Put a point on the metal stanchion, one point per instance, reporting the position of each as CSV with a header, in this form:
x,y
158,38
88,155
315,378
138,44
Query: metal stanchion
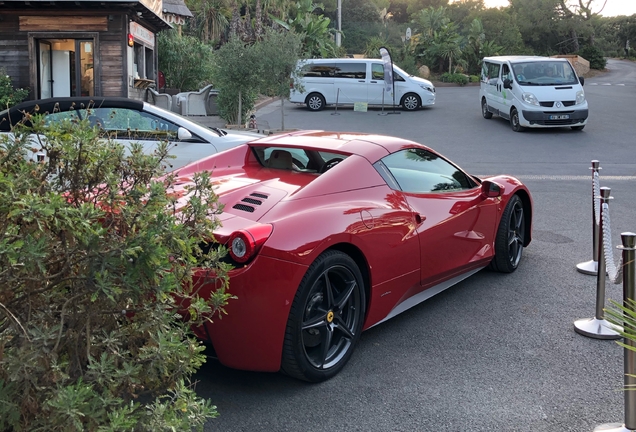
x,y
598,327
629,294
336,111
382,112
591,267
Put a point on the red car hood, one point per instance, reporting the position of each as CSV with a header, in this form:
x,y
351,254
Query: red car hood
x,y
248,198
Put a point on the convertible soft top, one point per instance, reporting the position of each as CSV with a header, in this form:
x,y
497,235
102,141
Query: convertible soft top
x,y
15,114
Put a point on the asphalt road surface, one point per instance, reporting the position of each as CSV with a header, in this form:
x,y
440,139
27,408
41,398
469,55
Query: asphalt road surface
x,y
496,353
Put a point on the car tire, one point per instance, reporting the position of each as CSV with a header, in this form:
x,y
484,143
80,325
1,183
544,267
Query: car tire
x,y
514,121
410,102
315,102
510,237
484,109
325,320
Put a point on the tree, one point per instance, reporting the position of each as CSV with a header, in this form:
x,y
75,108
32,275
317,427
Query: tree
x,y
185,61
237,74
279,53
97,256
315,28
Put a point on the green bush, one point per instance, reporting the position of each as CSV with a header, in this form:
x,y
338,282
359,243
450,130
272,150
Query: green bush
x,y
95,250
9,95
460,79
594,55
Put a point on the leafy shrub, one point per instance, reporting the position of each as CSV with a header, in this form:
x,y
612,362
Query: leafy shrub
x,y
594,55
9,95
185,61
94,253
460,79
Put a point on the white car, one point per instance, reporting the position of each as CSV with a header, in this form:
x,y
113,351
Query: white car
x,y
129,120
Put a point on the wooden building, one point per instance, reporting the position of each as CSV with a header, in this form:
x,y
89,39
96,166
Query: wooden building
x,y
81,47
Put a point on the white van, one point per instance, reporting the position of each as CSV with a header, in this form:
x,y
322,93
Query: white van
x,y
532,92
347,81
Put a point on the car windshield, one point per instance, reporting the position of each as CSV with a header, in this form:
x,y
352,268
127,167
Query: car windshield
x,y
544,73
297,159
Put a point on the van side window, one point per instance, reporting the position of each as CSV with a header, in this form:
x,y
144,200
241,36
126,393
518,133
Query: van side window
x,y
377,71
312,70
351,70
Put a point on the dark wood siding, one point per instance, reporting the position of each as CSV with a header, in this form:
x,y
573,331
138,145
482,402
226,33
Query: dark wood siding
x,y
112,54
14,51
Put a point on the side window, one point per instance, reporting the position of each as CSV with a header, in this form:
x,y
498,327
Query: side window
x,y
351,70
315,70
377,71
493,70
420,171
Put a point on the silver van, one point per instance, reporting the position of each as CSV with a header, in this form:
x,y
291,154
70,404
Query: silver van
x,y
347,81
533,92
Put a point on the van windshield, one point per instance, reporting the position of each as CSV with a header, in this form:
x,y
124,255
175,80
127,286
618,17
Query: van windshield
x,y
544,73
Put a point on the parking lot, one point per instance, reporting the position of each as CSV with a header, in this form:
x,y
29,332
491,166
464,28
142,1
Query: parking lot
x,y
496,352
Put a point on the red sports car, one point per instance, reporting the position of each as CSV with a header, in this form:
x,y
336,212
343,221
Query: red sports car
x,y
333,233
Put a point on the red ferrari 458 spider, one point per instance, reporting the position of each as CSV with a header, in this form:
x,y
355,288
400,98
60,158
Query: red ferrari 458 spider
x,y
333,233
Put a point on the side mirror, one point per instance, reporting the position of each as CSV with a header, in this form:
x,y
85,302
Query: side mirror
x,y
490,189
183,134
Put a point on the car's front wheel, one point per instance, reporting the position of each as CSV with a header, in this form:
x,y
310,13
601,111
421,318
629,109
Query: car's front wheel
x,y
410,102
315,102
510,237
325,320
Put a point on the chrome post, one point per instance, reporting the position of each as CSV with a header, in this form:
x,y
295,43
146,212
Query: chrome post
x,y
336,111
598,327
591,267
629,293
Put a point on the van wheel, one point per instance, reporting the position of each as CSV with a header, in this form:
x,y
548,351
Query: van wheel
x,y
514,121
410,102
315,102
484,109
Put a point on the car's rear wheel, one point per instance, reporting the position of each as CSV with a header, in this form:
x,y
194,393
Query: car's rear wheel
x,y
325,320
510,237
514,121
410,102
484,109
315,102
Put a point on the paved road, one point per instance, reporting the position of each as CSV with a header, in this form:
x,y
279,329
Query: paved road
x,y
496,352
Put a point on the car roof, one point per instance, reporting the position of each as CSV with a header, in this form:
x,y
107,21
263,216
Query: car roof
x,y
523,59
370,146
15,114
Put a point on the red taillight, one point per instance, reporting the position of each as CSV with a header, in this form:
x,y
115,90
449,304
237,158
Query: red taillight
x,y
244,244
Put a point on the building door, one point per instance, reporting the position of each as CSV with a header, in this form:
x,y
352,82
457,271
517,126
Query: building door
x,y
66,68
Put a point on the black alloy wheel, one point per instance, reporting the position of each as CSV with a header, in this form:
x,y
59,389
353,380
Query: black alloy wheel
x,y
325,320
410,102
315,102
510,237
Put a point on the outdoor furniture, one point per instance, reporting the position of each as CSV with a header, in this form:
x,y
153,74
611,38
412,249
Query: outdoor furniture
x,y
161,100
193,103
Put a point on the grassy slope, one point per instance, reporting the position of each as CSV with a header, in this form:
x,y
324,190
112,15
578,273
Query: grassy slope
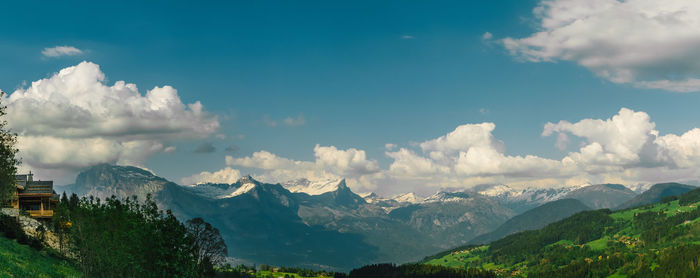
x,y
18,260
621,231
263,274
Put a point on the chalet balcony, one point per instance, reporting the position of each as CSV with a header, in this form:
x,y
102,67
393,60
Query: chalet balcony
x,y
40,213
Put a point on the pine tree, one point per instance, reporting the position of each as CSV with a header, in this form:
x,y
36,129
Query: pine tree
x,y
8,159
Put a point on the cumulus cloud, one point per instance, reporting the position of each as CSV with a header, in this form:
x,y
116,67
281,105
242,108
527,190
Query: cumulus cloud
x,y
205,148
73,120
624,148
57,51
350,162
650,44
227,175
330,162
407,163
295,121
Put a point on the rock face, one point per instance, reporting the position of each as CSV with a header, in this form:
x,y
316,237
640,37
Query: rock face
x,y
602,195
31,228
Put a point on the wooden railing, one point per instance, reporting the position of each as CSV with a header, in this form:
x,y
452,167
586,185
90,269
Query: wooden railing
x,y
40,213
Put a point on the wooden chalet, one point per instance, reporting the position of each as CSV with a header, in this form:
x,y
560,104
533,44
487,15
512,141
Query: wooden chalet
x,y
35,197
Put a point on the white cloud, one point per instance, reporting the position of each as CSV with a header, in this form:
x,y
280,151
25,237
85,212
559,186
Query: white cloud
x,y
73,120
265,160
57,51
650,44
227,175
407,163
622,137
330,162
268,121
625,148
350,162
296,121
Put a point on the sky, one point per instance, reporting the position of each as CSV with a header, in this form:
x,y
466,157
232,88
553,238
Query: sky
x,y
394,96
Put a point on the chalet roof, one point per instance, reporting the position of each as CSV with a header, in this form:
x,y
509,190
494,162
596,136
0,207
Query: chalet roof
x,y
27,184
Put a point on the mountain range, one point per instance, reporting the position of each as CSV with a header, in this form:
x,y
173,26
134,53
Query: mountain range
x,y
325,225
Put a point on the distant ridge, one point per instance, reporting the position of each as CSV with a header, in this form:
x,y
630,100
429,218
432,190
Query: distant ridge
x,y
533,219
655,193
602,195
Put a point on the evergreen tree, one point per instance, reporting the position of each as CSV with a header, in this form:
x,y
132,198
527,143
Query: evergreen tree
x,y
8,159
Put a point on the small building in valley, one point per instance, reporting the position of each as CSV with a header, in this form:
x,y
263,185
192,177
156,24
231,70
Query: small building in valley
x,y
35,197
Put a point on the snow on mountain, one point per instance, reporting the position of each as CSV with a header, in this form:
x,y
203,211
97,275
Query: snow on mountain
x,y
529,194
312,187
407,198
241,190
640,188
442,196
222,190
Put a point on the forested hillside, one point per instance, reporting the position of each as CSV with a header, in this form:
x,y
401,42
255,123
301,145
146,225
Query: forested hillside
x,y
656,240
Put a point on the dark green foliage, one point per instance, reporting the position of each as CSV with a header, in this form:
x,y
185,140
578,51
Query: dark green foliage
x,y
534,219
682,261
654,240
689,197
416,271
579,228
124,238
210,249
656,193
8,159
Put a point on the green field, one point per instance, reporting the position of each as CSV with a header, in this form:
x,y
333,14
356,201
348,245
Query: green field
x,y
658,239
271,274
18,260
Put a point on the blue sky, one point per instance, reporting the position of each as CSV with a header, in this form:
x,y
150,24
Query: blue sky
x,y
360,74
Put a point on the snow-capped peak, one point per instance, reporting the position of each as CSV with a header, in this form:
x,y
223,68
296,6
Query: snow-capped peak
x,y
442,196
498,190
314,187
407,198
241,190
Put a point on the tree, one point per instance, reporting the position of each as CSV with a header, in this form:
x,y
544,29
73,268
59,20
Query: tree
x,y
8,159
210,248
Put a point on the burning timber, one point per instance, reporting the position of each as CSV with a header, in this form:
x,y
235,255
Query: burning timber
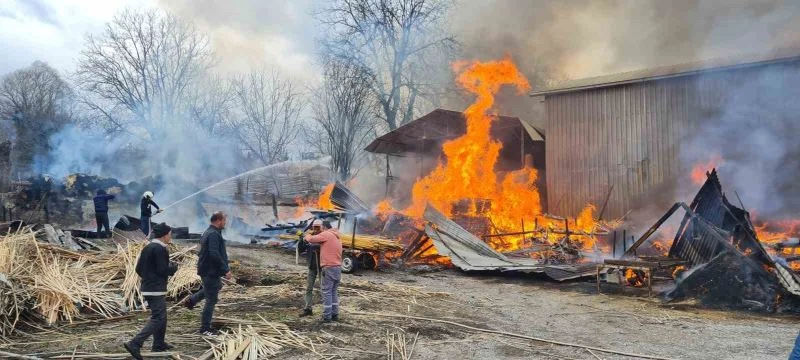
x,y
727,265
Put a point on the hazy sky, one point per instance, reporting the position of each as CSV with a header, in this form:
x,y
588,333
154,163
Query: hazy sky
x,y
557,38
245,33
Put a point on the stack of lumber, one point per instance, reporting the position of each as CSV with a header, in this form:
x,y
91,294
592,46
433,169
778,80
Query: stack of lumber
x,y
362,242
56,284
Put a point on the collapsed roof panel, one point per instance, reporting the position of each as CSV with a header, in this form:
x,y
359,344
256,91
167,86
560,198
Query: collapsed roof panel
x,y
429,131
469,253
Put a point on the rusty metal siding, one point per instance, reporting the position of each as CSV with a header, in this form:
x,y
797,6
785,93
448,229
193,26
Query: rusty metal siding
x,y
629,136
623,136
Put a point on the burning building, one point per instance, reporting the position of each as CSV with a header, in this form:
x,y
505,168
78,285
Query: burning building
x,y
635,135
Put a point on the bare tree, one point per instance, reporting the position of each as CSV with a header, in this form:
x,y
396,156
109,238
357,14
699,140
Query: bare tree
x,y
39,103
344,110
267,118
144,62
210,105
395,42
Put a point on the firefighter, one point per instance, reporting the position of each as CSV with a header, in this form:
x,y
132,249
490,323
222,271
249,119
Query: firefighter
x,y
147,212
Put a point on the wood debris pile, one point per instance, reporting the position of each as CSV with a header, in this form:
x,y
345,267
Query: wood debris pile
x,y
50,284
362,242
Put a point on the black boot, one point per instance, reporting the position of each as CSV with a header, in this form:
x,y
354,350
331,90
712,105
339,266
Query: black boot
x,y
162,348
134,350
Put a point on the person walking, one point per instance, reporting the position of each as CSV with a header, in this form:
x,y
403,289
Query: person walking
x,y
312,257
330,254
212,265
154,268
147,211
101,212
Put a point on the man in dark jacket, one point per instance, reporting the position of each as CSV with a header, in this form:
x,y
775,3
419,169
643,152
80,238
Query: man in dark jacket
x,y
101,212
147,212
154,268
212,264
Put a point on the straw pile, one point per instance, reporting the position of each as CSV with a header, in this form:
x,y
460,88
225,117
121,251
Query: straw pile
x,y
256,339
362,242
56,284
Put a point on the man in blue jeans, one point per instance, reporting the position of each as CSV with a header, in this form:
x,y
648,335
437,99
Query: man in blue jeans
x,y
212,265
795,355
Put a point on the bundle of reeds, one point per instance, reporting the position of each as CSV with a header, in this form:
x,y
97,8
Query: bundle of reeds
x,y
185,279
61,284
256,339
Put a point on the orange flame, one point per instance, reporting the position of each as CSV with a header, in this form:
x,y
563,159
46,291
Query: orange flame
x,y
468,176
383,209
699,169
635,278
324,202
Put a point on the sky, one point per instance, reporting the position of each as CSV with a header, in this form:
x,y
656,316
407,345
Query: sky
x,y
550,40
563,39
251,34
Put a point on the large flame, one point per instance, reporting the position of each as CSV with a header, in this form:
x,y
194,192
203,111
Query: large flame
x,y
467,175
324,202
468,172
700,168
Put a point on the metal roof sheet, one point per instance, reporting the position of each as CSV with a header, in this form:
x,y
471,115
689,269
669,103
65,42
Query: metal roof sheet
x,y
686,69
437,126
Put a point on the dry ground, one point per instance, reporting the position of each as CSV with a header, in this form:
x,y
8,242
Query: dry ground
x,y
570,312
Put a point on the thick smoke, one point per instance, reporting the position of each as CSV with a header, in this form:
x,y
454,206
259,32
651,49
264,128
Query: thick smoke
x,y
552,40
753,128
173,164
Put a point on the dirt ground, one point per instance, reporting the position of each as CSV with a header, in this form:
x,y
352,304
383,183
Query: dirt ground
x,y
568,312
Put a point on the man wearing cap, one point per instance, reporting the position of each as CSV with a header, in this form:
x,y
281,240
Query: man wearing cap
x,y
330,254
212,265
312,257
154,268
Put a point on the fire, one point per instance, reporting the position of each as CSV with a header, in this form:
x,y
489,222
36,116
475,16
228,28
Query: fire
x,y
468,173
383,209
777,231
678,271
324,202
699,169
634,278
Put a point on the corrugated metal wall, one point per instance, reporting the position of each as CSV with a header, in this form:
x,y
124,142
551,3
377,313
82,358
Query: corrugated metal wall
x,y
623,136
629,135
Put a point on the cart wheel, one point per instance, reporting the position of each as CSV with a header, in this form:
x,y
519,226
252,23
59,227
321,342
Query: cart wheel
x,y
367,261
348,263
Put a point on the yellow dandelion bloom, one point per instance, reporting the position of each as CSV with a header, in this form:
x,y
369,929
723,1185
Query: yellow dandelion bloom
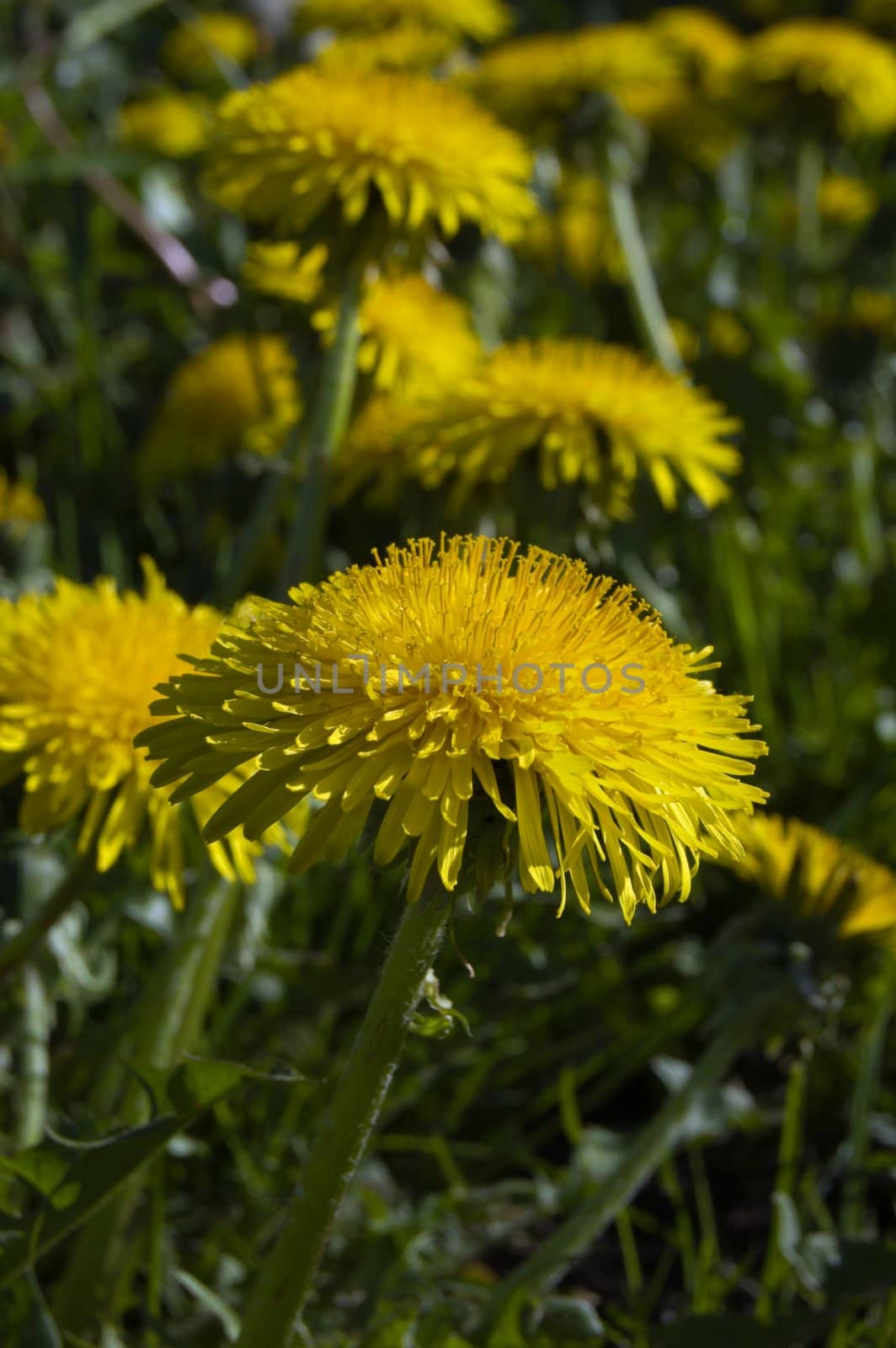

════════

WRITTEN INSTRUCTION
Reproduce every line from the one containing "Put a point on the corrugated" down to the end of the rows, both ends included. Leave the pictures out of your answer.

CORRECT OUTPUT
Put a point on the corrugated metal wall, one point per instance, reporting the position of each as CSV with a header, in this form:
x,y
124,142
551,3
377,313
82,358
Query: corrugated metal wall
x,y
623,136
629,135
Put a point on the cart wheel, one point per instance, reporting the position of each as CSV with a header, in this form:
x,y
519,226
252,23
59,227
321,342
Query: cart wheel
x,y
367,261
348,263
Put a point on the yellow dandelion bloom, one point per instance, reporting the position of each as CSV with a header, in this form:
x,y
369,929
723,1185
Query: yellow dandelion bloom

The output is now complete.